WORK REQUEST: The required output is the exact run of lines below that opens at the line with "Exercise. Mark every instance of the picture" and closes at the line with "Sample: [(105, 268)]".

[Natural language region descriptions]
● ● ●
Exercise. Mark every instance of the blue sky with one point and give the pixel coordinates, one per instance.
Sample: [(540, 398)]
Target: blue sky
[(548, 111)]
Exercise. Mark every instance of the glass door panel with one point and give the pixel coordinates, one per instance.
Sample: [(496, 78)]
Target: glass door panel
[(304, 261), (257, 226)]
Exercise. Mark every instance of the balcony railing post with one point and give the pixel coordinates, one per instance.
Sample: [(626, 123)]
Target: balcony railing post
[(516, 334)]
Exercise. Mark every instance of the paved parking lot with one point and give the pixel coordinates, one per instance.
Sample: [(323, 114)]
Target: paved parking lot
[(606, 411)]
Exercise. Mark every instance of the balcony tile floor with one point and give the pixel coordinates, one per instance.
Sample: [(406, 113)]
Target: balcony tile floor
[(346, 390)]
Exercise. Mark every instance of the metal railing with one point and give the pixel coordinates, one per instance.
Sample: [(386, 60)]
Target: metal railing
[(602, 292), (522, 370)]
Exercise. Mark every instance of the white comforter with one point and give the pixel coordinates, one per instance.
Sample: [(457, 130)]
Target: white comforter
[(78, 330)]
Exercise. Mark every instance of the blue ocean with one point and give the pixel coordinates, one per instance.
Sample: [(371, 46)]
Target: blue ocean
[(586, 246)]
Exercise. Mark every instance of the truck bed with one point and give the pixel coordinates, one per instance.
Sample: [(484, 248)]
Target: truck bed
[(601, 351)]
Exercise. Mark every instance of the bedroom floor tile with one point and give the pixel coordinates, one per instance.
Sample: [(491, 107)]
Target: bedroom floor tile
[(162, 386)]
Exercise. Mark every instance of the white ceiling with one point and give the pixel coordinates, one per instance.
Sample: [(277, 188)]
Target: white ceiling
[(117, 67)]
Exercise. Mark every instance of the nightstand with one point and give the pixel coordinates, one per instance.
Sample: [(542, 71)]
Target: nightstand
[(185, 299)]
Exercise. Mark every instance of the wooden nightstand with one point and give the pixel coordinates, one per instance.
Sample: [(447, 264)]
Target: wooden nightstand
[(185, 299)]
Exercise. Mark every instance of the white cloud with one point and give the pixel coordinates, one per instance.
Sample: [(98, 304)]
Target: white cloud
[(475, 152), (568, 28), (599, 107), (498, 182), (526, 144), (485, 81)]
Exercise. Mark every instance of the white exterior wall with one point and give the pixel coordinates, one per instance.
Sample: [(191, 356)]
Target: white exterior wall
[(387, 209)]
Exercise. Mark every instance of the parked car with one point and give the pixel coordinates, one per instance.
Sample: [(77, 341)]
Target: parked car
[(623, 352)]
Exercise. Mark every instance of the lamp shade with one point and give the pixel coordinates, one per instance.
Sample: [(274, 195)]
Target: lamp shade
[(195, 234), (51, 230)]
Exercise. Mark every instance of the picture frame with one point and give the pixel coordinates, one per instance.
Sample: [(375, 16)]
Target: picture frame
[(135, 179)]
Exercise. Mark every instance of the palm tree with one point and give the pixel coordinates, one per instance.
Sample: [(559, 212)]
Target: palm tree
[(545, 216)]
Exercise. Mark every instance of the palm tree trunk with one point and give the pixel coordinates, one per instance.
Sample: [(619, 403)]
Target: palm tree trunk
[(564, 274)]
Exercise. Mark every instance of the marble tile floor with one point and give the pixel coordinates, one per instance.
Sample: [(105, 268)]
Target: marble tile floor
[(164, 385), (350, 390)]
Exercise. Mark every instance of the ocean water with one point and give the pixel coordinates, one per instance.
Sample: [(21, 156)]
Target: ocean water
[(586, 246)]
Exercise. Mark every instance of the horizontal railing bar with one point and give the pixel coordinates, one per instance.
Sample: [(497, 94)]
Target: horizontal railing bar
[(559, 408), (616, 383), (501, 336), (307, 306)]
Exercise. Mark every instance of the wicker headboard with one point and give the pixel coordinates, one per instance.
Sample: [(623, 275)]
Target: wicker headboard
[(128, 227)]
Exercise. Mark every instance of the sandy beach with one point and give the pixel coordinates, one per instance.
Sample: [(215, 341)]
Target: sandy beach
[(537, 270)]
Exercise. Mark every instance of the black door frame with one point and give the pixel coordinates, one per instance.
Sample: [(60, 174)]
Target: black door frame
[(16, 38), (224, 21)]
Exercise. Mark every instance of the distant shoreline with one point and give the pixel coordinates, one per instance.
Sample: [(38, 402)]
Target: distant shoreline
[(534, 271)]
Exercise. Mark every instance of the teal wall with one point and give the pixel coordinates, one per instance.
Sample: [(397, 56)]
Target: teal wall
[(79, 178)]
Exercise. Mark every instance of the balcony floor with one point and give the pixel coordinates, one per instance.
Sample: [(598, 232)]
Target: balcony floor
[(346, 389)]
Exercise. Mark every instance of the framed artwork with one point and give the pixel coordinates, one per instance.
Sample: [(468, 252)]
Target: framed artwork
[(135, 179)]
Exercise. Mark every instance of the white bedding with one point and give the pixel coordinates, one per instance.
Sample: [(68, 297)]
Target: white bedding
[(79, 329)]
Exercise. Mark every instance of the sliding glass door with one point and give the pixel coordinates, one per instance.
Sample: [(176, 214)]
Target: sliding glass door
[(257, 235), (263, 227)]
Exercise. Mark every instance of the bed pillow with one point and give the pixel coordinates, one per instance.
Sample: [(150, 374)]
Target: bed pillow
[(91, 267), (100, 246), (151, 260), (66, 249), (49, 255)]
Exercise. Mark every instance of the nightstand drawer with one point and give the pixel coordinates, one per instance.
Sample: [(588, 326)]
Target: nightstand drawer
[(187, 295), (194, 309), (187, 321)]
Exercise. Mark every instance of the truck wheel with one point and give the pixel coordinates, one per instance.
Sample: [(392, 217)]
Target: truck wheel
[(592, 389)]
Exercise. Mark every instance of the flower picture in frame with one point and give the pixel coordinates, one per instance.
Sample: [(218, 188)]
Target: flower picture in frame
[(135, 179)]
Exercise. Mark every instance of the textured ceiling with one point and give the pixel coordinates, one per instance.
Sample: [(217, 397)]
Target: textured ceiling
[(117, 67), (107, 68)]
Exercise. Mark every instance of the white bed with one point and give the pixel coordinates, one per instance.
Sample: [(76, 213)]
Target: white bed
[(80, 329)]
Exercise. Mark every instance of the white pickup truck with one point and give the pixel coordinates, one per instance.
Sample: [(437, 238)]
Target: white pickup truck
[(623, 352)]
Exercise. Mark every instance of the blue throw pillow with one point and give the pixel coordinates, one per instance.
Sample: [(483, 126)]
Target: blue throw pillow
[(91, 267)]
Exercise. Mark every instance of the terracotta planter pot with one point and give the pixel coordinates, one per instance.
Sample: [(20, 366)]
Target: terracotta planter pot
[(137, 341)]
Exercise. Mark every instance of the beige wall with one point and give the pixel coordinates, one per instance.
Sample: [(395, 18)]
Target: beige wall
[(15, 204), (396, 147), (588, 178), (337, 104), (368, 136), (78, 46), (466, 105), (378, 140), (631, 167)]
● ● ●
SOLUTION FOR THIS EXERCISE:
Exercise. Mark every instance of the picture frame with one point and give the pixel coordinates, one per instance.
Sample: [(375, 16)]
Target: picture frame
[(135, 179)]
Exercise. Mark every instance of the palm tree with one point and give the pixel coordinates, one per instance.
Sample: [(559, 212)]
Target: palm tree
[(545, 216)]
Exercise. Mark every instance of the palm tree trunk with one point and give the pixel coordinates, one per instance.
Sample: [(619, 403)]
Target: palm tree trunk
[(564, 274)]
Exercise. Mark every instance of the marble tile floor with one point and give the pixel coordinates, one per instance.
Sample: [(105, 268)]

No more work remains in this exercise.